▶ **Provided passage**:

================================

# Detailed comparison to Granger-causality and CCM

In [None]:
import numpy as np
from synthetic_data import sample_points, beta, hist_data, skfda_basis, spline_multi_sample
from causal import ccm_bivariate, granger, eval_candidate_DAGs, shd
from kernels import K_ID
import pickle
import os
import matplotlib.pyplot as plt
from tqdm.notebook import tqdm

#### Data
Case 2: 

In [None]:
# mean function to move from stationarity to non-stationity in X and Y

def mean_stationary(s):
    c_nu = np.random.normal(8, 1)
    return np.tanh(c_nu * s - c_nu / 2)

In [None]:
def two_log(X0, Y0, r_x, r_y, B_xy, B_yx, n_samples, n_preds):
    """
    Function to generate data according to a coupled two-species nonlinear logistic difference system with chaotic dynamics
    Inputs:
    X0: initial value for X
    Y0: initial value for Y
    r_x: system parameter (set between 3 and 4)
    r_y: system parameter (set between 3 and 4)
    B_xy: effect of Y on X
    B_yx: effect of X on Y

    Returns:
    X_fd_list
    """
    X_fd_list = np.empty((2, n_samples, n_preds))
    t = n_preds * n_samples * 2

    X = [X0]
    Y = [Y0]
    for i_t in range(t-1):
        X_ = X[-1] * (r_x - r_x * X[-1] - B_xy * Y[-1])
        Y_ = Y[-1] * (r_y - r_y * Y[-1] - B_yx * X[-1])
        X.append(X_)
        Y.append(Y_)

    for n_s in range(n_samples):
        X_fd_list[0, n_s] = np.asarray(X)[(2*n_s) * n_preds:((2*n_s) + 1) * n_preds]
        X_fd_list[1, n_s] = np.asarray(Y)[(2*n_s) * n_preds:((2*n_s) + 1) * n_preds]

    return X_fd_list

Hyperparameters for data generation:

In [None]:
n_trials = 200

n_samples = [100]
n_obs = 100
n_preds = 100
upper_limit = 1
period = 0.1
n_basis = 3
sd = 1

r_list = [0, 1, 0.2, 0.4, 0.6, 0.8]

pred_points = np.linspace(0, upper_limit, n_preds)
alpha = 0.05

n_intervals = 12
analyse = False
n_neighbours = 5
n_perms = 1000
make_K = K_ID
regressor = 'hist'

## Case 1:
Moving from linearity to non-linearity in the relationship between X and Y

Analysis over 200 independent trials:

In [None]:
SHDs_dict_G = {}
SHDs_dict_R = {}

for n_sample in n_samples:
    print('n:', n_sample)

    SHDs_dict_G[n_sample] = {}
    SHDs_dict_R[n_sample] = {}

    for r in r_list:
        print('r:', r)

================================

(Annotated coordinate records)
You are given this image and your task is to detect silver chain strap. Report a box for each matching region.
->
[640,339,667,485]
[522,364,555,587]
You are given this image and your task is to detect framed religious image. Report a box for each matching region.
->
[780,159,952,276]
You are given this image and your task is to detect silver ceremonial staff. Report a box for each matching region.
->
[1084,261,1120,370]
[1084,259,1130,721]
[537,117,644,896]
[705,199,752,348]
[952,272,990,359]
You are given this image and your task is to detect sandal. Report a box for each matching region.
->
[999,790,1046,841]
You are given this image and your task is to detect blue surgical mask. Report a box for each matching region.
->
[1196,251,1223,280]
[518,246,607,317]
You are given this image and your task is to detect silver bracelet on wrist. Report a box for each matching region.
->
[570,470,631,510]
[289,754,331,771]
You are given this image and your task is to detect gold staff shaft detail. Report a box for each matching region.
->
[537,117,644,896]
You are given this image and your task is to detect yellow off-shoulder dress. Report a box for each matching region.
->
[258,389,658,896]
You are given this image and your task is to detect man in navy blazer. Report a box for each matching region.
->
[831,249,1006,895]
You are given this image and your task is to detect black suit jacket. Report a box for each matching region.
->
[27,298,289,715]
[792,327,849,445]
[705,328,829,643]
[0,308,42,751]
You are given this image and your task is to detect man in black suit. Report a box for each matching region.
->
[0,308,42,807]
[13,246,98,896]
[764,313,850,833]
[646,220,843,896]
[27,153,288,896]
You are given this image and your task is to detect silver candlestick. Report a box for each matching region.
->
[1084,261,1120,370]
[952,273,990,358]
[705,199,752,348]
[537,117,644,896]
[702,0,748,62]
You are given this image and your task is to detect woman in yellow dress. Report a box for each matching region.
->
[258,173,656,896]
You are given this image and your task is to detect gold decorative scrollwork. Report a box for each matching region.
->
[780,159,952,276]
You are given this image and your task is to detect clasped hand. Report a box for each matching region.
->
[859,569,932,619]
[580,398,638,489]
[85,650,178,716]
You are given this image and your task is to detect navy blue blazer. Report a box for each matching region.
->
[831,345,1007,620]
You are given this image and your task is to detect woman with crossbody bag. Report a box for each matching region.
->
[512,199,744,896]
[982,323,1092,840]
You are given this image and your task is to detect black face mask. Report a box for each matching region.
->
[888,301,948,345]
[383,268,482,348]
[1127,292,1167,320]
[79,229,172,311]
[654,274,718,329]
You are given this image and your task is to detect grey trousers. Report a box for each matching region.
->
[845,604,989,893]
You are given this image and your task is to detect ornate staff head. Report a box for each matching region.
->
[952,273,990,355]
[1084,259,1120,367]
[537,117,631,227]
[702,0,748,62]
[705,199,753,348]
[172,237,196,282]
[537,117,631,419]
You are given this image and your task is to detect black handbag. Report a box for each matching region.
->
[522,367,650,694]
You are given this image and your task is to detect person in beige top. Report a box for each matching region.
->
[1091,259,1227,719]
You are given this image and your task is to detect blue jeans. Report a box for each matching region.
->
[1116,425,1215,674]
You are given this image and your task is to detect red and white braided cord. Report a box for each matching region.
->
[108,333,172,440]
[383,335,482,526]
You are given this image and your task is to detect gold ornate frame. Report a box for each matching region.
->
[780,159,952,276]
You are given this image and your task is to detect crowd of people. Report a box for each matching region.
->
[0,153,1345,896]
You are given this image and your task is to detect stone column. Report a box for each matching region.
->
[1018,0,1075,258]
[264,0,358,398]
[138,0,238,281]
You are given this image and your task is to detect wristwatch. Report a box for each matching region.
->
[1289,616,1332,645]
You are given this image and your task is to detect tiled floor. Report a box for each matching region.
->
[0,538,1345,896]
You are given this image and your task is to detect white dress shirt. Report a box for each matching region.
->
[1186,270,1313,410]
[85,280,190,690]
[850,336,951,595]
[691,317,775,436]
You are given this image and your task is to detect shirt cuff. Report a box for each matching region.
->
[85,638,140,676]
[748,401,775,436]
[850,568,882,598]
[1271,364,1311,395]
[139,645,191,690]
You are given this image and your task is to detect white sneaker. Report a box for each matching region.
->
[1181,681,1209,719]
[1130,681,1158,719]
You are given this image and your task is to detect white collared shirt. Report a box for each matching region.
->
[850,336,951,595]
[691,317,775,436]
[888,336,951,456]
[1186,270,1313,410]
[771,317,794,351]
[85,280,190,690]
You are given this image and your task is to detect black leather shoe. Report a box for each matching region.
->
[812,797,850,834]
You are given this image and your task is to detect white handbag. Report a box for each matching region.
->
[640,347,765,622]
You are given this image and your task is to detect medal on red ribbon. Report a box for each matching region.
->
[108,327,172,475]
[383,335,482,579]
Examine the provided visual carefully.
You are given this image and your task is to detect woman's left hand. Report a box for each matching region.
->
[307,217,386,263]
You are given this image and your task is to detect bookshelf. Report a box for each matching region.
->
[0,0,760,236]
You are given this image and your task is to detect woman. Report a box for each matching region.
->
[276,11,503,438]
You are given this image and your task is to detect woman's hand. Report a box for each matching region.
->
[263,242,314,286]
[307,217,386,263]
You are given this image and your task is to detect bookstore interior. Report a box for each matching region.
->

================================

▶ **Required task A**: In the causality comparison notebook, between which two values should the system parameters r_x and r_y be set?
▶ **Required task B**: Proceed with the causality comparison notebook, picking up right after its last line.
This listing was taken from a separate source.

▶ **Written response A**: Between 3 and 4.

▶ **Written response B**:
        SHDs_dict_G[n_sample][r] = []
        SHDs_dict_R[n_sample][r] = []

        for t in tqdm(range(n_trials)):

            # data generation
            true_DAG = np.array([[0, 1], [0, 0]])
            obs_points_X = sample_points(n_sample, n_obs, upper_limit=upper_limit)
            X_mat = skfda_basis(n_sample, upper_limit, period, n_basis, sd).evaluate(obs_points_X, aligned=False).squeeze()
            X = spline_multi_sample(X_mat, obs_points_X, pred_points).evaluate(pred_points).squeeze() + np.random.normal(0, sd, size=(n_sample, n_preds))
            Y = (1 - r) * X + r * hist_data(X, upper_limit, r, pred_points) + np.random.normal(0, sd, size=(n_sample, n_preds))
            X_arr = np.asarray([X, Y])

            # test Granger
            for i in range(X_arr.shape[1]):
                DAG, _, p_value, _ = granger(X_arr[:, i, :], alpha)
            
            DAG_adj = np.zeros((len(true_DAG), len(true_DAG)))
            for d, p in DAG.items():
                DAG_adj[p, d] = 1
            SHDs_dict_G[n_sample][r].append(shd(true_DAG, DAG_adj))
            
            # test regression
            DAG_R, p_value_R = eval_candidate_DAGs(X_arr, pred_points, n_intervals, n_neighbours, n_perms, alpha, make_K, analyse, regressor, pd_graph=None)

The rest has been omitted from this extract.